TO DO » Reformat every entry below as a numbered list, one line per item, and omit all blank lines.

DATA RECORDS »
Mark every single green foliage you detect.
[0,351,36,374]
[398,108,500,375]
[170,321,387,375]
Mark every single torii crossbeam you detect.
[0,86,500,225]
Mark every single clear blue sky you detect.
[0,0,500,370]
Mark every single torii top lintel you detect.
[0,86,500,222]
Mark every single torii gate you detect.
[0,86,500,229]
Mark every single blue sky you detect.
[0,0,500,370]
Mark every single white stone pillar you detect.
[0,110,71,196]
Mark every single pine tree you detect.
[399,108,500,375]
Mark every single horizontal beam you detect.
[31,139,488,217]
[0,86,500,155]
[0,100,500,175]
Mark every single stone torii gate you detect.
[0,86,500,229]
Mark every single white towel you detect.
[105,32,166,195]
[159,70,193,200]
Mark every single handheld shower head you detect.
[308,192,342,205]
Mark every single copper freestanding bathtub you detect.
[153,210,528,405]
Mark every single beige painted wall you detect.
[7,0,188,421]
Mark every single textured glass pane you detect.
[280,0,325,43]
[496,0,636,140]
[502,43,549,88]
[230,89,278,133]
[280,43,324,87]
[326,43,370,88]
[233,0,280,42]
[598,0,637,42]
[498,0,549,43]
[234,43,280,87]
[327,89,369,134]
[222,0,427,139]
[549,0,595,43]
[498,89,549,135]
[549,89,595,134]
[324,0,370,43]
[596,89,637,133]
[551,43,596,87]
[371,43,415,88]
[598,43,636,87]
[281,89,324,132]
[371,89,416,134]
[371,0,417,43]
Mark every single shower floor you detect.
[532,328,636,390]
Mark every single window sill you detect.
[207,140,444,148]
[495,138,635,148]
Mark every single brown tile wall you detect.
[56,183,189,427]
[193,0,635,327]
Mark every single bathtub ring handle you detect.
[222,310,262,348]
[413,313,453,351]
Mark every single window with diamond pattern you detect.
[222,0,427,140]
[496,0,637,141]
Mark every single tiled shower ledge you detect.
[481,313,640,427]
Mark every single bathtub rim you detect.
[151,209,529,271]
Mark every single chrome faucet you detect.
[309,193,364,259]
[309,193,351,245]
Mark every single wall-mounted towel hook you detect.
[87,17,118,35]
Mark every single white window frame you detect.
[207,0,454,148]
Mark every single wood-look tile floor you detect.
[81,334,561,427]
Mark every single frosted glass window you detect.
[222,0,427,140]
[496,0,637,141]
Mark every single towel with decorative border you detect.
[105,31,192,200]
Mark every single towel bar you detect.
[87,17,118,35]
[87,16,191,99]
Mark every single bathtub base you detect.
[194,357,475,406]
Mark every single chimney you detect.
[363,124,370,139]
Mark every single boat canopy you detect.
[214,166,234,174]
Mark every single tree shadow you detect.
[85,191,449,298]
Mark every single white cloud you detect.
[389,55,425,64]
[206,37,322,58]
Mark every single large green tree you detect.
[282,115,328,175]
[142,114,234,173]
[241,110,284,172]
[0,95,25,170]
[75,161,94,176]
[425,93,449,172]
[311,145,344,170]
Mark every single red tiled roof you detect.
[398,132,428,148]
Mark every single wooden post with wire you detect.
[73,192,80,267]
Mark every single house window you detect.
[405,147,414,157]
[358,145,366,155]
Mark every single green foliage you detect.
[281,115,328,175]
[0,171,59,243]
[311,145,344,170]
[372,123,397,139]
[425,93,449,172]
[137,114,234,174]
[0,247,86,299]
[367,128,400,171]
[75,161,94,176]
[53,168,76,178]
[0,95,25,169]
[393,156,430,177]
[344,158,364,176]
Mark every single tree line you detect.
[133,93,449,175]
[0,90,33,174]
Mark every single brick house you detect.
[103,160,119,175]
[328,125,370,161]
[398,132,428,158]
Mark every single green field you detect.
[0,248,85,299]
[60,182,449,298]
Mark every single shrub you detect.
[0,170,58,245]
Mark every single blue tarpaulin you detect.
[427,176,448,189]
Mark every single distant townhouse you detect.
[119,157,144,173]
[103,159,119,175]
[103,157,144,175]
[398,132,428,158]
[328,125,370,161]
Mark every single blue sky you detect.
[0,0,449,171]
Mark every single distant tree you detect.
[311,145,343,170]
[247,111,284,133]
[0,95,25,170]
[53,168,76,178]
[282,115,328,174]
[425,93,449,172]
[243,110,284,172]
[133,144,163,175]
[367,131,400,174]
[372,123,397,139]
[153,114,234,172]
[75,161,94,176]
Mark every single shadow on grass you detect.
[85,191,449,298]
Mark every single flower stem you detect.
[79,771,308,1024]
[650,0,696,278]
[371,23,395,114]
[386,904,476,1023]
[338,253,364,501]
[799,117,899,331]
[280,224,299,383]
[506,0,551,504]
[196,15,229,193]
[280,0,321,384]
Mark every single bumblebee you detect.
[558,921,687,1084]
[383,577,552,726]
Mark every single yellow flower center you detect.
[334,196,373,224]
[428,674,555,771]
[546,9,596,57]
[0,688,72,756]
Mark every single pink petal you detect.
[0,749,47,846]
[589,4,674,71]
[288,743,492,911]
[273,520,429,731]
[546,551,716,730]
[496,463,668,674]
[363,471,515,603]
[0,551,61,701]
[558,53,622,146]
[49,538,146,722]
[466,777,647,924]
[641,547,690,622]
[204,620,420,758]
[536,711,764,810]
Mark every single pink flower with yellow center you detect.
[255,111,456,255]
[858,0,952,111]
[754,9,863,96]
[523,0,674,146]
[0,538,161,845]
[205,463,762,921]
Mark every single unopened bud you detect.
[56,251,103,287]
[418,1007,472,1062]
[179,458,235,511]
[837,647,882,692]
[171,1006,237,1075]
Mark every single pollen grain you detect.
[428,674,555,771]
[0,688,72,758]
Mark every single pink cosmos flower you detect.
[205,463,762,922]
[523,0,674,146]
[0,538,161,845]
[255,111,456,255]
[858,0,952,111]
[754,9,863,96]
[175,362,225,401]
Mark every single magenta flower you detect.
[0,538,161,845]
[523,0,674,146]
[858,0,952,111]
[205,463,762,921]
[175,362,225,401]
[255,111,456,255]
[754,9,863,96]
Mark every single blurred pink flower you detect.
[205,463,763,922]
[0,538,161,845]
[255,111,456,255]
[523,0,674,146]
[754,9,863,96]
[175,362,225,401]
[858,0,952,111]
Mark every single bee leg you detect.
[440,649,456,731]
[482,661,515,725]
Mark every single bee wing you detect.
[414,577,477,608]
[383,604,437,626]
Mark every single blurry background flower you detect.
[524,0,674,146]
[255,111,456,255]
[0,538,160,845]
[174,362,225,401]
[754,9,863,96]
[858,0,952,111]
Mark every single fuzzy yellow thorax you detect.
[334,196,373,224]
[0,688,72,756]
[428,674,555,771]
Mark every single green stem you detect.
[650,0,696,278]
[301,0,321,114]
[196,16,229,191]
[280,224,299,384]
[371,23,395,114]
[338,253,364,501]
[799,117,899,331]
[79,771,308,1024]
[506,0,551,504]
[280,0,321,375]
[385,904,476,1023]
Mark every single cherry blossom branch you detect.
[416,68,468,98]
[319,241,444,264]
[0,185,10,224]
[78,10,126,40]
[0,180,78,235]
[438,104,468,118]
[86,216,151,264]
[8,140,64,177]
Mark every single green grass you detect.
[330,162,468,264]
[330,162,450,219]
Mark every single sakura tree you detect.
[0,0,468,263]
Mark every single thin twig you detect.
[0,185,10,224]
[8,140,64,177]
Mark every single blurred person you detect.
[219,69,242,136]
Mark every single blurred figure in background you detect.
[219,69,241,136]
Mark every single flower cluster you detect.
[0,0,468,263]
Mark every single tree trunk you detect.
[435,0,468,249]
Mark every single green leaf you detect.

OUTPUT OF THE EXERCISE »
1. Mark every single green foliage you detect.
2. [0,351,36,374]
3. [398,108,500,375]
4. [170,321,387,375]
5. Mark every single torii crossbeam you detect.
6. [0,86,500,225]
7. Mark every single clear blue sky you detect.
8. [0,0,500,370]
9. Mark every single torii top lintel you detect.
10. [0,86,500,222]
11. Mark every single torii gate you detect.
12. [0,86,500,229]
13. Mark every single blue sky you detect.
14. [0,0,500,370]
15. Mark every single white stone pillar you detect.
16. [0,110,71,196]
17. Mark every single pine tree you detect.
18. [399,108,500,375]
19. Mark every single horizontal beam you detect.
20. [31,139,488,217]
21. [0,86,500,155]
22. [0,100,500,175]
23. Mark every single stone torii gate you detect.
24. [0,86,500,229]
25. Mark every single white towel you detect.
26. [105,32,166,195]
27. [159,70,193,200]
28. Mark every single handheld shower head you detect.
29. [308,192,342,205]
30. Mark every single copper freestanding bathtub you detect.
31. [153,210,528,405]
32. Mark every single beige painted wall you detect.
33. [7,0,188,421]
34. Mark every single textured glass pane you detect.
35. [280,0,325,43]
36. [496,0,636,140]
37. [502,43,549,88]
38. [230,89,278,133]
39. [280,43,324,87]
40. [326,43,370,88]
41. [233,0,280,42]
42. [598,0,637,42]
43. [498,0,549,43]
44. [234,43,280,87]
45. [327,89,369,134]
46. [222,0,427,139]
47. [549,0,595,43]
48. [498,89,549,135]
49. [549,89,595,134]
50. [324,0,370,43]
51. [596,89,637,133]
52. [551,43,596,87]
53. [371,43,415,88]
54. [598,43,636,87]
55. [281,89,324,132]
56. [371,89,416,134]
57. [371,0,417,43]
58. Mark every single shower floor you detect.
59. [532,328,636,390]
60. Mark every single window sill you detect.
61. [207,140,444,148]
62. [495,138,635,148]
63. Mark every single brown tile wall you detect.
64. [56,183,189,427]
65. [193,0,635,327]
66. Mark every single bathtub ring handle you detect.
67. [222,310,262,348]
68. [413,313,453,351]
69. Mark every single window with diamond pattern you detect.
70. [222,0,427,140]
71. [496,0,637,141]
72. Mark every single tiled shower ledge you detect.
73. [481,313,640,427]
74. Mark every single bathtub rim you detect.
75. [151,209,529,271]
76. Mark every single chrome faucet you detect.
77. [309,193,364,259]
78. [309,193,351,245]
79. Mark every single wall-mounted towel hook you detect.
80. [87,17,118,35]
81. Mark every single white window frame you detect.
82. [207,0,454,148]
83. Mark every single wood-look tile floor you detect.
84. [81,334,561,427]
85. Mark every single frosted glass window you detect.
86. [222,0,427,140]
87. [496,0,637,141]
88. Mark every single towel with decorative border you detect.
89. [105,31,192,200]
90. Mark every single towel bar you detect.
91. [87,17,118,35]
92. [87,16,191,99]
93. Mark every single bathtub base you detect.
94. [194,357,475,406]
95. Mark every single chimney you detect.
96. [363,124,370,139]
97. Mark every single boat canopy you detect.
98. [214,166,234,174]
99. Mark every single tree shadow you detect.
100. [85,191,449,298]
101. Mark every single white cloud you detect.
102. [389,55,425,64]
103. [206,37,322,58]
104. Mark every single large green tree you detect.
105. [282,115,328,175]
106. [142,114,234,173]
107. [241,110,284,172]
108. [0,95,25,170]
109. [75,161,94,176]
110. [425,93,449,172]
111. [311,145,344,170]
112. Mark every single red tiled roof you detect.
113. [398,132,428,148]
114. Mark every single wooden post with wire you detect.
115. [73,192,80,267]
116. Mark every single house window you detect.
117. [405,147,414,157]
118. [358,145,366,155]
119. Mark every single green foliage you detect.
120. [281,115,328,175]
121. [0,171,59,243]
122. [311,145,344,170]
123. [372,123,397,139]
124. [425,93,449,172]
125. [137,114,234,174]
126. [0,247,86,299]
127. [367,128,400,171]
128. [75,161,94,176]
129. [53,168,76,178]
130. [0,95,25,169]
131. [393,156,430,177]
132. [344,158,364,176]
133. Mark every single tree line you detect.
134. [133,93,449,175]
135. [0,90,33,174]
136. Mark every single brick house you detect.
137. [103,160,119,175]
138. [328,125,370,161]
139. [398,132,428,158]
140. Mark every single green field you detect.
141. [0,248,85,299]
142. [60,182,449,298]
143. Mark every single shrub you detect.
144. [0,170,58,245]
145. Mark every single blue tarpaulin you detect.
146. [427,176,448,189]
147. Mark every single distant townhouse you detect.
148. [119,157,144,173]
149. [103,159,119,175]
150. [103,157,144,175]
151. [398,132,428,158]
152. [328,125,370,161]
153. Mark every single blue sky you detect.
154. [0,0,449,171]
155. Mark every single distant tree you detect.
156. [311,145,343,170]
157. [247,111,284,133]
158. [0,95,25,170]
159. [53,168,76,178]
160. [282,115,328,174]
161. [425,93,449,172]
162. [243,110,284,172]
163. [133,144,163,175]
164. [367,131,400,174]
165. [372,123,397,139]
166. [153,114,234,172]
167. [75,161,94,176]
168. Mark every single shadow on grass you detect.
169. [85,191,449,298]
170. Mark every single flower stem you detect.
171. [79,771,308,1024]
172. [650,0,696,278]
173. [371,23,395,114]
174. [386,904,476,1023]
175. [338,253,364,501]
176. [799,117,899,331]
177. [280,224,299,383]
178. [506,0,551,504]
179. [196,15,229,193]
180. [280,0,321,384]
181. Mark every single bumblebee you detect.
182. [558,921,687,1084]
183. [383,577,552,726]
184. Mark every single yellow flower center you detect.
185. [334,196,373,224]
186. [428,674,555,771]
187. [546,9,596,57]
188. [0,688,72,756]
189. Mark every single pink petal you detect.
190. [0,749,47,846]
191. [589,4,674,71]
192. [288,743,492,911]
193. [273,520,429,731]
194. [546,551,716,730]
195. [496,463,668,674]
196. [363,471,515,603]
197. [0,551,61,701]
198. [558,53,622,146]
199. [49,538,146,722]
200. [466,777,647,924]
201. [641,547,690,622]
202. [204,620,420,758]
203. [536,711,764,810]
204. Mark every single pink flower with yellow center you detect.
205. [255,111,456,255]
206. [858,0,952,111]
207. [754,9,863,96]
208. [523,0,674,146]
209. [0,538,161,845]
210. [205,463,762,921]
211. Mark every single unopened bud you detect.
212. [56,251,103,287]
213. [418,1007,472,1062]
214. [179,458,235,511]
215. [837,647,882,692]
216. [171,1006,237,1075]
217. Mark every single pollen grain you detect.
218. [428,674,555,771]
219. [0,688,72,758]
220. Mark every single pink cosmos flower you detect.
221. [205,463,762,922]
222. [523,0,674,146]
223. [0,538,161,845]
224. [255,111,456,255]
225. [858,0,952,111]
226. [754,9,863,96]
227. [175,362,225,401]
228. Mark every single magenta flower you detect.
229. [0,538,161,845]
230. [523,0,674,146]
231. [858,0,952,111]
232. [205,463,762,921]
233. [175,362,225,401]
234. [255,111,456,255]
235. [754,9,863,96]
236. Mark every single blurred pink flower you detect.
237. [205,463,763,922]
238. [0,538,161,845]
239. [255,111,456,255]
240. [523,0,674,146]
241. [754,9,863,96]
242. [175,362,225,401]
243. [858,0,952,111]
244. Mark every single bee leg you detect.
245. [440,649,456,731]
246. [482,661,515,725]
247. Mark every single bee wing you detect.
248. [414,577,477,608]
249. [383,604,437,626]
250. Mark every single blurry background flower you detect.
251. [524,0,674,146]
252. [255,111,456,255]
253. [0,538,160,845]
254. [174,362,225,401]
255. [754,9,863,96]
256. [858,0,952,111]
257. Mark every single fuzzy yellow thorax you detect.
258. [334,196,373,224]
259. [0,688,72,756]
260. [428,674,555,771]
261. Mark every single green stem you detect.
262. [650,0,696,278]
263. [301,0,321,114]
264. [196,16,229,191]
265. [280,224,299,384]
266. [371,23,395,114]
267. [338,253,364,501]
268. [799,117,899,331]
269. [79,771,308,1024]
270. [506,0,551,504]
271. [280,0,321,375]
272. [385,904,476,1023]
273. Mark every single cherry blossom branch you detect.
274. [416,68,468,98]
275. [319,241,444,264]
276. [0,185,10,224]
277. [78,10,126,40]
278. [0,180,78,235]
279. [438,104,468,118]
280. [86,216,151,264]
281. [8,140,64,177]
282. Mark every single green grass you detect.
283. [330,162,468,264]
284. [330,162,450,219]
285. Mark every single sakura tree you detect.
286. [0,0,468,263]
287. Mark every single thin twig you detect.
288. [0,185,10,224]
289. [8,140,64,177]
290. Mark every single blurred person you detect.
291. [219,69,242,136]
292. Mark every single blurred figure in background you detect.
293. [219,69,241,136]
294. Mark every single flower cluster you detect.
295. [0,0,468,263]
296. Mark every single tree trunk you detect.
297. [435,0,468,249]
298. Mark every single green leaf you detect.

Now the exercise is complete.